I've been dealing with a lot of Cisco routers lately. We've put in several 2811's and a 2851 recently, and I've had to reconfigure some older 1700 series routers. I'm not cisco certified or anything, but I'm fairly comfortable with IOS just because I've been thrown in to make changes on routers so many times. I've heard rumors about web interfaces or gui tools for configuring IOS, but I've never seen them. The CLI is pretty easy to use once you get acquainted with it, and I like it pretty well. I've used way too many GUI's that just got in the way and made things difficult, or outright removed functionality.

The bad thing about Cisco is of course the cost. For the price of the 2851 and WIC cards for 6 T1's you could buy a small car, new. Alas we've tried to look into other vendors, like Juniper, but can't seem to get anyone to return our calls. Oh well; we'll stay with Cisco for now.

Saturday, February 3. 2007

ip aliasing

IP aliases are incredibly useful for testing and troubleshooting (and virtual hosting too). The other day I needed to add some IP aliases on a FreeBSD machine. I administer FreeBSD servers at work but I am much more familiar with Linux, so I had to look up the syntax.

I found out how to add an alias:
ifconfig rl0 alias 10.0.0.5 netmask 255.255.255.0
...and remove an alias:
ifconfig rl0 -alias 10.0.0.5

This contrasts with the Linux ifconfig syntax for dealing with aliases:
ifconfig eth0:0 10.0.0.5 netmask 255.255.255.0
ifconfig eth0:0 down


Or what I'm usually using-- iproute2 on Linux: (I have really come to love iproute2)
ip addr eth0 add 10.0.0.5/24
ip addr eth0 del 10.0.0.5/24


* unrelated rant #1-- Why the hell are FreeBSD ethernet devices named according to the driver that supports the card? This annoys me, and I don't see the point. I never know what the device might be called unless I happened to have just installed the nic, which is usually not the case.

** unrelated rant #2-- Why the hell is windows so lacking when it comes to ip aliasing? AFAIK, you can configure IP aliases only if the primary address is static. If it is dynamic then you are out of luck.

Wednesday, January 24. 2007

Is it cold in here?

.... or do I no longer have viagra in my email? Aha, it is the lack of spam!

■ DATA RECORDS

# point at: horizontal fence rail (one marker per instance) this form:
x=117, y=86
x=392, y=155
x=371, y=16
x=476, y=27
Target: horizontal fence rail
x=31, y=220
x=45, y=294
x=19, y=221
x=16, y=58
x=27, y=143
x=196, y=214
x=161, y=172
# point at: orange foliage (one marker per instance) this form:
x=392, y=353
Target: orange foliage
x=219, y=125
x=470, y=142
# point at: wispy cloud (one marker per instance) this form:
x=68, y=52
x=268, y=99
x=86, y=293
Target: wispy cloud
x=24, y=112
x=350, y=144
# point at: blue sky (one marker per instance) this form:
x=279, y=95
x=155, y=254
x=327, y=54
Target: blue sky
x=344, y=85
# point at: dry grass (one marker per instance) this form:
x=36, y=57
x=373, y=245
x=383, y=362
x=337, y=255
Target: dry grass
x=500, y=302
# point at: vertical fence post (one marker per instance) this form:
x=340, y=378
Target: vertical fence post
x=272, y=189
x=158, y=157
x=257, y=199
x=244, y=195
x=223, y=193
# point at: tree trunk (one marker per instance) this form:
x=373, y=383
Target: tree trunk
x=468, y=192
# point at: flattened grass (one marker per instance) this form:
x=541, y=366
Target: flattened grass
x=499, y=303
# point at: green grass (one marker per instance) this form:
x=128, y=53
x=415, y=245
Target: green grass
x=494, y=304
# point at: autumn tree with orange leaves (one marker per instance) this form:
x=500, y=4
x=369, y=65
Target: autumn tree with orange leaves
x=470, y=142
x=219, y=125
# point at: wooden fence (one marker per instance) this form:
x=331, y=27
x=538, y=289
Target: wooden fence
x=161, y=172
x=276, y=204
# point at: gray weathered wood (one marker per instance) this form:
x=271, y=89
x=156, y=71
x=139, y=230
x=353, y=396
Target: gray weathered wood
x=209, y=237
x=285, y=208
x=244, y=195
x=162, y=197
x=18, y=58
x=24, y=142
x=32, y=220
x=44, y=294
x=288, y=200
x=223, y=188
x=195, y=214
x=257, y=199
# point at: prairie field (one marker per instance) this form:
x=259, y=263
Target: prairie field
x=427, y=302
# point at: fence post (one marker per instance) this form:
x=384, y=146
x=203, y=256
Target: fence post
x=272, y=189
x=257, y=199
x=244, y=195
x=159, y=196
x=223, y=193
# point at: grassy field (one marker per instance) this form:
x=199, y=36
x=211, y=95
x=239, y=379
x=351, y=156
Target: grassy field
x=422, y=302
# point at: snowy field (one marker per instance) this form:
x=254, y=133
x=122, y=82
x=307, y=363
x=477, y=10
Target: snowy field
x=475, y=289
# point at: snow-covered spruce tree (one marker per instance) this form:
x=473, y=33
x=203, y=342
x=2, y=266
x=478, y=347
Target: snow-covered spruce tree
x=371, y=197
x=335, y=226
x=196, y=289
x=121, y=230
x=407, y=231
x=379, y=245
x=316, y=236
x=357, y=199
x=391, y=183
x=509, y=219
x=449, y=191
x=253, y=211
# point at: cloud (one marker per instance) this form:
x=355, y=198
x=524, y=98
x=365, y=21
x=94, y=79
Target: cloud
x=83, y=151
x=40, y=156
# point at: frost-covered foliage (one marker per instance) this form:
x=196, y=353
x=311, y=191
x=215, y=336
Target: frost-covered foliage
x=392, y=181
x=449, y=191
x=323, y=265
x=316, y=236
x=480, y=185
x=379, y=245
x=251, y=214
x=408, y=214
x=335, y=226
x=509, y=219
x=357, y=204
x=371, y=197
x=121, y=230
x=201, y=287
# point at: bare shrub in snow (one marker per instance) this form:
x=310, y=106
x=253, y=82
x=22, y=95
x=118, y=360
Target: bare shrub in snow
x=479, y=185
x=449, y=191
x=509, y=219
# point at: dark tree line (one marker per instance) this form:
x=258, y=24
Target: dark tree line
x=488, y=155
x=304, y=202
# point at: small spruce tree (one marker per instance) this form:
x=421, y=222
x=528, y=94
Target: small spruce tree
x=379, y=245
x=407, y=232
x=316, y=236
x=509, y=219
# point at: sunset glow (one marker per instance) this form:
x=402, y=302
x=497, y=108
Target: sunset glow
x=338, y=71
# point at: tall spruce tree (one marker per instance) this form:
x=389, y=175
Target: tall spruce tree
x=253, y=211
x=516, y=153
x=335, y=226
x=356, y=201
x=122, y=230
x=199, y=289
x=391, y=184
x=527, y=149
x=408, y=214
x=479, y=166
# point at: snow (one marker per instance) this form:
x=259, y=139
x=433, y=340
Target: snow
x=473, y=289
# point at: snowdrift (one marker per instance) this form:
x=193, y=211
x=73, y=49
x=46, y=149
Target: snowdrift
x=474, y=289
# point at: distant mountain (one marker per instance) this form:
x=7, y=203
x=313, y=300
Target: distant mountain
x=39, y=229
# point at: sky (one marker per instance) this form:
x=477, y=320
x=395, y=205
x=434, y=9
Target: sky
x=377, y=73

■ SET OF TASKS
A - From the records, copy out the lines starting at the one that contains "# point at: small" and ending after the one that contains "x=338, y=71".
B - Carry on the blog text about Cisco routers and IP aliasing, picking up after its final sentence.
These records are unrelated to the blog text about routers and IP aliases.

■ TASK-BY-TASK OUTPUTS
A -
# point at: small spruce tree (one marker per instance) this form:
x=421, y=222
x=528, y=94
Target: small spruce tree
x=379, y=245
x=407, y=232
x=316, y=236
x=509, y=219
# point at: sunset glow (one marker per instance) this form:
x=402, y=302
x=497, y=108
Target: sunset glow
x=338, y=71

B -
Drug spam, stock spam, sex spam; you name it, I don't have it. Another five days on the new filters saw the successful identification of ALL incoming spam to my account, and with zero false positives too. That puts my 10-day accuracy rate at about 99.8%. I think I can live with that.

Thursday, January 18. 2007

defeating spam

Like anyone running an email server these days, spam has been a major problem for me over the past year. Late last year, the problem only got worse when the bastards behind all that pump-and-dump stock spam really opened their taps. Since then I had been struggling to keep the inboxes on my server from being overwhelmed with crap. Well, I've recently made significant improvements, and although it may be a little early still to proclaim outright victory, I am going to take credit for a major blow to the shit-spewers; in the context of my server, anyway.

I've relied on SpamAssassin for spam filtering ever since I first felt a need to filter spam. Over the years there has been a clear, yet unsurprising, pattern to its effectiveness. After a new release, SA is deadly effective at spam filtering, but after some time (during which the spammers presumably test their spam against the latest release and tweak it to evade the default ruleset) it begins to miss more and more spam. I have gotten used to adding my own rules and tweaking the SA scores to help prop it up a bit between releases, but that has yielded mixed results. These days there is sa-update, which can help avoid to erosion of effectiveness, but that isn't what really turned the tide for me.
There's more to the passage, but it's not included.